TO DO ▸ Continue the write-up about the binary search tree and the sorted archive, starting right after its last sentence.

EXTRACT TO READ ▸
** Begin **

Binary search tree Python code
The workhorse code; a classic binary search tree
Archive preload code that feeds the binary search tree
Archive preload code that feeds the binary search tree

This actually worked nicely!…until I tried to use my huge archive instead of a tiny test archive file, and then I was hit with the dreaded “RuntimeError: maximum recursion depth exceeded while calling a Python object.” Okay, so the recursion is going way too deep, right? Let’s remove it…and thus, my second commit dropped (red is removed, green is added).

Python code change from recursion to a loop
Let’s do it in a loop instead!

With the recursion swapped out for a loop, the error was gone…but a new problem surfaced, and unfortunately, it was a problem that comes with no helpful error messages. When fed my archive file, the program seemed to basically just…hang. Performance was so terrible that I thought the program had completely hung. I put some debug print statements in the code to see what was going on, and immediately noticed that every insert operation would make the decision to GO RIGHT when searching the tree for the correct place to add the next string. There was not one single LEFT decision in the entire flood of debug output. That’s when I finally realized the true horror that I had stepped into.

I had sorted my archive…which KILLED the performance.

** End **

SUPPLIED INFORMATION ▸

** Begin **

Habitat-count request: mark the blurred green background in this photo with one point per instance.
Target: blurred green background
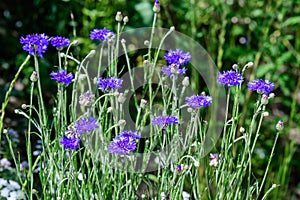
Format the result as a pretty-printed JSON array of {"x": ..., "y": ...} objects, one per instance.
[{"x": 232, "y": 31}]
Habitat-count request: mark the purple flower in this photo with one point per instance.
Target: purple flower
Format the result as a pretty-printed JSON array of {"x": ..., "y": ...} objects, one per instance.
[
  {"x": 198, "y": 101},
  {"x": 101, "y": 34},
  {"x": 84, "y": 125},
  {"x": 35, "y": 44},
  {"x": 177, "y": 57},
  {"x": 261, "y": 86},
  {"x": 164, "y": 120},
  {"x": 230, "y": 78},
  {"x": 214, "y": 159},
  {"x": 62, "y": 77},
  {"x": 173, "y": 69},
  {"x": 59, "y": 42},
  {"x": 109, "y": 83},
  {"x": 70, "y": 143},
  {"x": 124, "y": 143}
]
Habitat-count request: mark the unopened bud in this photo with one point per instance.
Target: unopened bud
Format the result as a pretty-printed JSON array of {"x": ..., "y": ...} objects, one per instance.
[
  {"x": 265, "y": 114},
  {"x": 264, "y": 99},
  {"x": 271, "y": 95},
  {"x": 146, "y": 42},
  {"x": 119, "y": 16},
  {"x": 121, "y": 98},
  {"x": 235, "y": 66},
  {"x": 186, "y": 81},
  {"x": 109, "y": 109},
  {"x": 279, "y": 125},
  {"x": 122, "y": 122},
  {"x": 156, "y": 7},
  {"x": 33, "y": 76},
  {"x": 242, "y": 129},
  {"x": 125, "y": 19}
]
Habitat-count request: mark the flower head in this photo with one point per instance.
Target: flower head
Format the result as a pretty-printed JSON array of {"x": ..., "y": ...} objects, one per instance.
[
  {"x": 198, "y": 101},
  {"x": 84, "y": 125},
  {"x": 124, "y": 143},
  {"x": 164, "y": 120},
  {"x": 261, "y": 86},
  {"x": 70, "y": 143},
  {"x": 177, "y": 57},
  {"x": 101, "y": 34},
  {"x": 86, "y": 99},
  {"x": 214, "y": 159},
  {"x": 109, "y": 83},
  {"x": 59, "y": 42},
  {"x": 230, "y": 78},
  {"x": 173, "y": 69},
  {"x": 62, "y": 77},
  {"x": 35, "y": 44}
]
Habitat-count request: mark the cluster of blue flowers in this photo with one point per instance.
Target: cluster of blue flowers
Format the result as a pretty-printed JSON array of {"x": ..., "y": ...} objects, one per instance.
[
  {"x": 109, "y": 83},
  {"x": 38, "y": 43},
  {"x": 71, "y": 139},
  {"x": 124, "y": 143},
  {"x": 176, "y": 59},
  {"x": 198, "y": 101},
  {"x": 61, "y": 76},
  {"x": 164, "y": 120}
]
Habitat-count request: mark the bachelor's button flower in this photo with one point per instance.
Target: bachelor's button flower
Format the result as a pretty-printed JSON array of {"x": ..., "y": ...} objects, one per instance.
[
  {"x": 62, "y": 77},
  {"x": 86, "y": 99},
  {"x": 173, "y": 69},
  {"x": 84, "y": 125},
  {"x": 124, "y": 143},
  {"x": 35, "y": 44},
  {"x": 101, "y": 34},
  {"x": 198, "y": 101},
  {"x": 164, "y": 120},
  {"x": 177, "y": 57},
  {"x": 59, "y": 42},
  {"x": 214, "y": 159},
  {"x": 109, "y": 83},
  {"x": 70, "y": 143},
  {"x": 261, "y": 86},
  {"x": 230, "y": 78}
]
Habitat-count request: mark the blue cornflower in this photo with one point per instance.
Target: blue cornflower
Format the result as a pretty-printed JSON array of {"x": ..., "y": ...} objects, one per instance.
[
  {"x": 177, "y": 57},
  {"x": 62, "y": 77},
  {"x": 70, "y": 143},
  {"x": 261, "y": 86},
  {"x": 164, "y": 120},
  {"x": 109, "y": 83},
  {"x": 84, "y": 125},
  {"x": 124, "y": 143},
  {"x": 59, "y": 42},
  {"x": 173, "y": 69},
  {"x": 198, "y": 101},
  {"x": 35, "y": 43},
  {"x": 230, "y": 78},
  {"x": 101, "y": 34}
]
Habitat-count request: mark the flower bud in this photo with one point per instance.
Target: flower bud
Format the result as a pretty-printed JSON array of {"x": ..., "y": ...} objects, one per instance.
[
  {"x": 125, "y": 19},
  {"x": 122, "y": 122},
  {"x": 235, "y": 66},
  {"x": 186, "y": 81},
  {"x": 156, "y": 7},
  {"x": 279, "y": 125},
  {"x": 121, "y": 98},
  {"x": 119, "y": 16},
  {"x": 33, "y": 76},
  {"x": 264, "y": 99}
]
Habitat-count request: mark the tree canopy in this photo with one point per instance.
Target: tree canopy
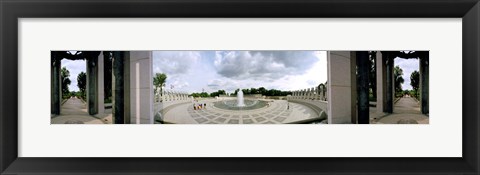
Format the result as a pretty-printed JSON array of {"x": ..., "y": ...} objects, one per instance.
[
  {"x": 65, "y": 74},
  {"x": 398, "y": 79},
  {"x": 159, "y": 81},
  {"x": 82, "y": 83}
]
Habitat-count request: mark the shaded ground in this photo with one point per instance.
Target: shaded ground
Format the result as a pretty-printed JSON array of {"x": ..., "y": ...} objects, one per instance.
[
  {"x": 74, "y": 111},
  {"x": 405, "y": 111}
]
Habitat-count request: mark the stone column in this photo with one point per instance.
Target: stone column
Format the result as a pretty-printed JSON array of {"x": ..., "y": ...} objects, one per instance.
[
  {"x": 424, "y": 77},
  {"x": 92, "y": 82},
  {"x": 55, "y": 83},
  {"x": 141, "y": 87},
  {"x": 380, "y": 71},
  {"x": 312, "y": 93},
  {"x": 363, "y": 73},
  {"x": 163, "y": 96},
  {"x": 389, "y": 87},
  {"x": 339, "y": 87},
  {"x": 100, "y": 83},
  {"x": 120, "y": 95}
]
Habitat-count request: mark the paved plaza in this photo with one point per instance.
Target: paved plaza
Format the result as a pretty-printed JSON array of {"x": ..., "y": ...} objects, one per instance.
[
  {"x": 74, "y": 111},
  {"x": 275, "y": 112},
  {"x": 405, "y": 111}
]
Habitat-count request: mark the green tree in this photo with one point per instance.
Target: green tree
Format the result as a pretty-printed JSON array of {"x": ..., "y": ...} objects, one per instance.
[
  {"x": 65, "y": 74},
  {"x": 159, "y": 81},
  {"x": 82, "y": 83},
  {"x": 415, "y": 82},
  {"x": 398, "y": 79}
]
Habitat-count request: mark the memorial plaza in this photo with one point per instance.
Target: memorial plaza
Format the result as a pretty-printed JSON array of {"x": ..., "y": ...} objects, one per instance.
[{"x": 343, "y": 99}]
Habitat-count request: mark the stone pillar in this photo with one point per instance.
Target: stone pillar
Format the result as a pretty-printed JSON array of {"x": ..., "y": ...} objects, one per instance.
[
  {"x": 141, "y": 87},
  {"x": 389, "y": 87},
  {"x": 339, "y": 87},
  {"x": 381, "y": 79},
  {"x": 363, "y": 73},
  {"x": 424, "y": 88},
  {"x": 305, "y": 92},
  {"x": 92, "y": 82},
  {"x": 312, "y": 93},
  {"x": 120, "y": 91},
  {"x": 55, "y": 83},
  {"x": 163, "y": 96},
  {"x": 100, "y": 83}
]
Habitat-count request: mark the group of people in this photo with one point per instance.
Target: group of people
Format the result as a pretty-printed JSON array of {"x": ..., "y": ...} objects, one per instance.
[{"x": 199, "y": 106}]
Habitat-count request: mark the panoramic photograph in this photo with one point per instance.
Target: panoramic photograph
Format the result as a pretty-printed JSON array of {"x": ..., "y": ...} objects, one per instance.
[{"x": 239, "y": 87}]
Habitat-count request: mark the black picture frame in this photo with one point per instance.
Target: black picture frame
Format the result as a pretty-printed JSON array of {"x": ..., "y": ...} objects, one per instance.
[{"x": 12, "y": 10}]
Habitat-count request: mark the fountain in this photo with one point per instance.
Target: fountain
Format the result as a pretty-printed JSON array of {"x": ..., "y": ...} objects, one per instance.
[{"x": 240, "y": 101}]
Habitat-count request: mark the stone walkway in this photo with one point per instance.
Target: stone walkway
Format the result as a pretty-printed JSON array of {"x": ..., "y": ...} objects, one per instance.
[
  {"x": 274, "y": 113},
  {"x": 74, "y": 111},
  {"x": 405, "y": 111}
]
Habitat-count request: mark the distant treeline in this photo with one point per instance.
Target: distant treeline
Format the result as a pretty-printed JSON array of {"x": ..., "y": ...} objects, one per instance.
[{"x": 260, "y": 90}]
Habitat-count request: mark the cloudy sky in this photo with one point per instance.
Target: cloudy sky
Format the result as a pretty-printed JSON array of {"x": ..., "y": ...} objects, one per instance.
[
  {"x": 194, "y": 71},
  {"x": 74, "y": 67},
  {"x": 408, "y": 66}
]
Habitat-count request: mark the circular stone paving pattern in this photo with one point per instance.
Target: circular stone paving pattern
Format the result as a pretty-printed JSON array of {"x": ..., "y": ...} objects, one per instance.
[{"x": 272, "y": 112}]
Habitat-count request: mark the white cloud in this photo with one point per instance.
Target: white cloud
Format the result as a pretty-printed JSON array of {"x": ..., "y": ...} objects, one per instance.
[
  {"x": 74, "y": 67},
  {"x": 408, "y": 66},
  {"x": 218, "y": 70}
]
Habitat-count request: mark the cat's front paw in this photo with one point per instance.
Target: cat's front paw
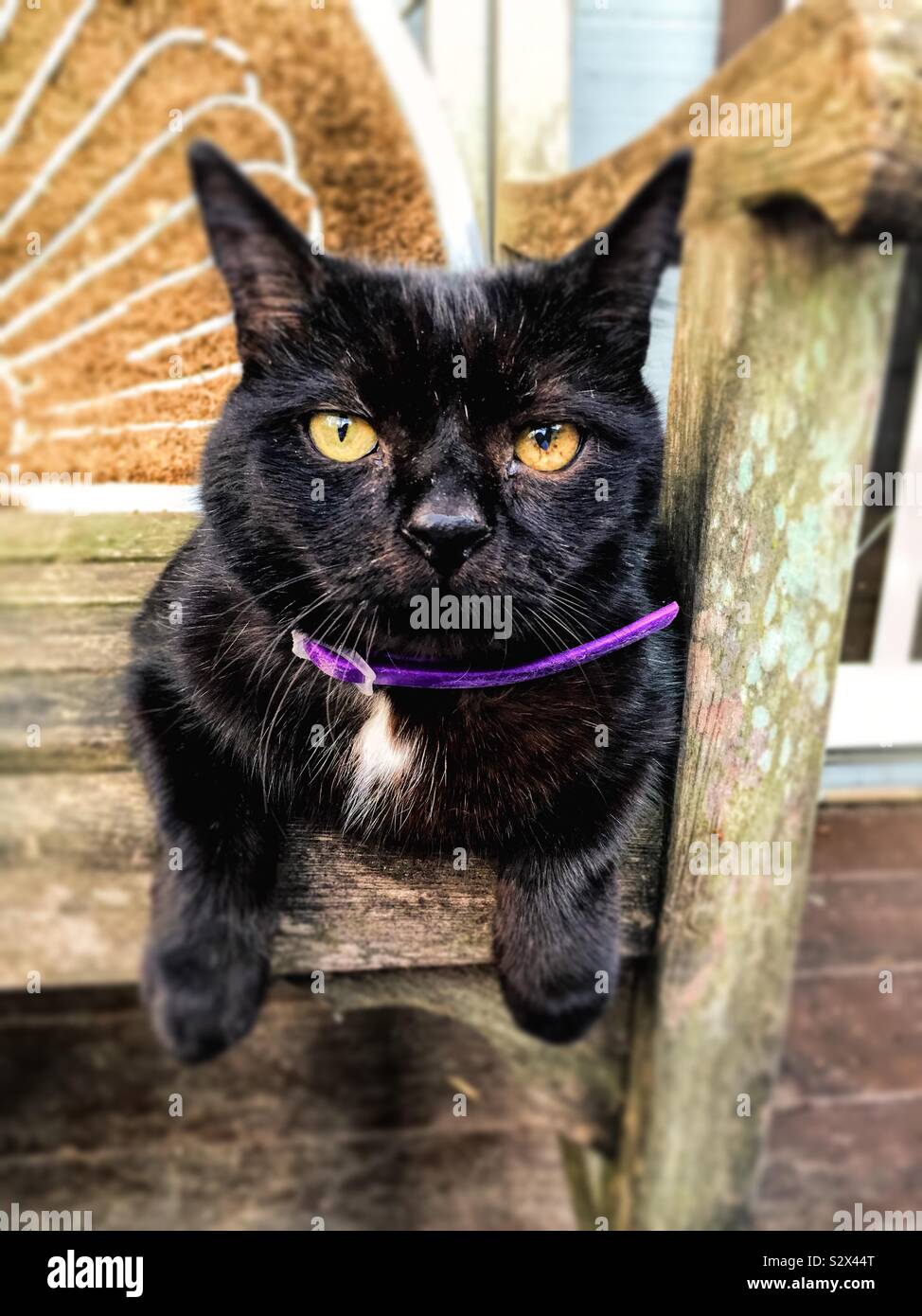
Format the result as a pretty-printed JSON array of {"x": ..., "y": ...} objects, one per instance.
[
  {"x": 204, "y": 995},
  {"x": 557, "y": 1012}
]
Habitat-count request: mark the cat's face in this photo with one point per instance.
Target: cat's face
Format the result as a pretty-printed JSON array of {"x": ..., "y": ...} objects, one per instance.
[{"x": 487, "y": 435}]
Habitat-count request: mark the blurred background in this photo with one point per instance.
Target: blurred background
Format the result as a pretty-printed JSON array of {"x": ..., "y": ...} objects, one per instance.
[{"x": 381, "y": 128}]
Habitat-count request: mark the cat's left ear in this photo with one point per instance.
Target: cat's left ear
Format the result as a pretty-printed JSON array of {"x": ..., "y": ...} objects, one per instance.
[
  {"x": 625, "y": 260},
  {"x": 267, "y": 265}
]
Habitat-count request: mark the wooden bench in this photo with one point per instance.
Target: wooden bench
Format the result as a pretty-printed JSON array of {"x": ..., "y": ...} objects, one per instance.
[{"x": 788, "y": 293}]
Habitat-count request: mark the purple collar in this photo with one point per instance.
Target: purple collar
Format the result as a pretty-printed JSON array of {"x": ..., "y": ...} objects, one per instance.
[{"x": 350, "y": 667}]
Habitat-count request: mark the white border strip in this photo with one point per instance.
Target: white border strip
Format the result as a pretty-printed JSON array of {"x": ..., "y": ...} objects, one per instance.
[
  {"x": 117, "y": 496},
  {"x": 417, "y": 98}
]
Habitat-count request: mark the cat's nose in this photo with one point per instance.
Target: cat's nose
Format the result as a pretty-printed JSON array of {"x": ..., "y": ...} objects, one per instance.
[{"x": 446, "y": 537}]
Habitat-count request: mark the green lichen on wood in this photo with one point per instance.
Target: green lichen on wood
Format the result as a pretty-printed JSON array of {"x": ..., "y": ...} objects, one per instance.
[{"x": 766, "y": 580}]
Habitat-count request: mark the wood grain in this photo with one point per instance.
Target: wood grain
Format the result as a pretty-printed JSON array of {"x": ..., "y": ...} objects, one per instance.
[
  {"x": 766, "y": 580},
  {"x": 77, "y": 858}
]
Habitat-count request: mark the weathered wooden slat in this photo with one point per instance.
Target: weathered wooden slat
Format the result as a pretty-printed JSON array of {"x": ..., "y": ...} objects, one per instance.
[
  {"x": 764, "y": 578},
  {"x": 62, "y": 584},
  {"x": 62, "y": 721},
  {"x": 64, "y": 638},
  {"x": 101, "y": 537},
  {"x": 75, "y": 871},
  {"x": 345, "y": 1116}
]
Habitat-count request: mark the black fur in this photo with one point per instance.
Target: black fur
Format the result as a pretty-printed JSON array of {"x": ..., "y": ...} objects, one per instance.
[{"x": 223, "y": 718}]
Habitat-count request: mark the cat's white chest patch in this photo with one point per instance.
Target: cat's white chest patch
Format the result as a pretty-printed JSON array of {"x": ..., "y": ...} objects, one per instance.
[
  {"x": 383, "y": 765},
  {"x": 379, "y": 756}
]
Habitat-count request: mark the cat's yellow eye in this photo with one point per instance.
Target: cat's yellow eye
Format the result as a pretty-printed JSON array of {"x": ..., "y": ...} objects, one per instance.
[
  {"x": 342, "y": 438},
  {"x": 547, "y": 448}
]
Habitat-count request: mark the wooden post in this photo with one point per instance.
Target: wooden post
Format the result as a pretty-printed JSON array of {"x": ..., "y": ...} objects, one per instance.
[{"x": 779, "y": 364}]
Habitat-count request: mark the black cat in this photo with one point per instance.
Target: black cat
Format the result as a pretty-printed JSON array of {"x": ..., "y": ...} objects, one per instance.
[{"x": 392, "y": 432}]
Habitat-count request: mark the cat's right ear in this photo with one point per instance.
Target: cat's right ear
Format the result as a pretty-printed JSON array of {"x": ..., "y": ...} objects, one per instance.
[{"x": 267, "y": 265}]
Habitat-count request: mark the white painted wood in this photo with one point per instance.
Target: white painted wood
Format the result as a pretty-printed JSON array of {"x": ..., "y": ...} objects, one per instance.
[
  {"x": 533, "y": 58},
  {"x": 901, "y": 594},
  {"x": 875, "y": 707},
  {"x": 417, "y": 100},
  {"x": 878, "y": 702},
  {"x": 458, "y": 44}
]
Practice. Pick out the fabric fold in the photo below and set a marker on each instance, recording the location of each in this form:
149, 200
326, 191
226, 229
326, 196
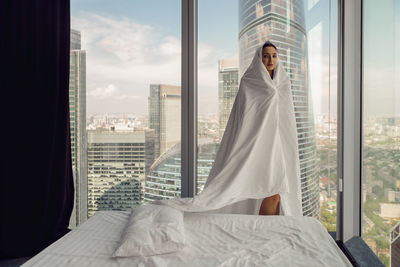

** End **

EXERCISE OUTPUT ▸
Binary search trees are great for a lot of data, but there is a rare but very real worst-case scenario where the tree ends up becoming nothing more than a bloated linked list. This doesn’t happen with random or unordered data, but it often happens when the tree is populated in-order with data that is already sorted. Every line in my sorted file was “greater than” the line before it, so when fed my sorted archive, the tree became an overly complex linked list. The good news is that most people will not have a sorted archive file because of the randomness of the video strings, but the bad news is that I had sorted mine because it boosted overall archive checking performance. (Since new video downloads are appended to the archive, the most recent stuff is always at the end, meaning rejecting those newer downloads under the original archive code always required the worst-case amount of time.) It is entirely possible that someone else would sort their archive at some point, so I had accidentally set myself up in the worst-case scenario and I couldn’t just ignore it and assume no one else made the same mistake. I had to fix it.

I got 3/4 through changing over to a weighted BST before realizing that it would not improve the load times and would only help the checking behavior later. That code was scrapped without a commit. I had previously added weighted trees with rebalancing to jdupes, but removed it when all tests over time showed it didn’t improve performance.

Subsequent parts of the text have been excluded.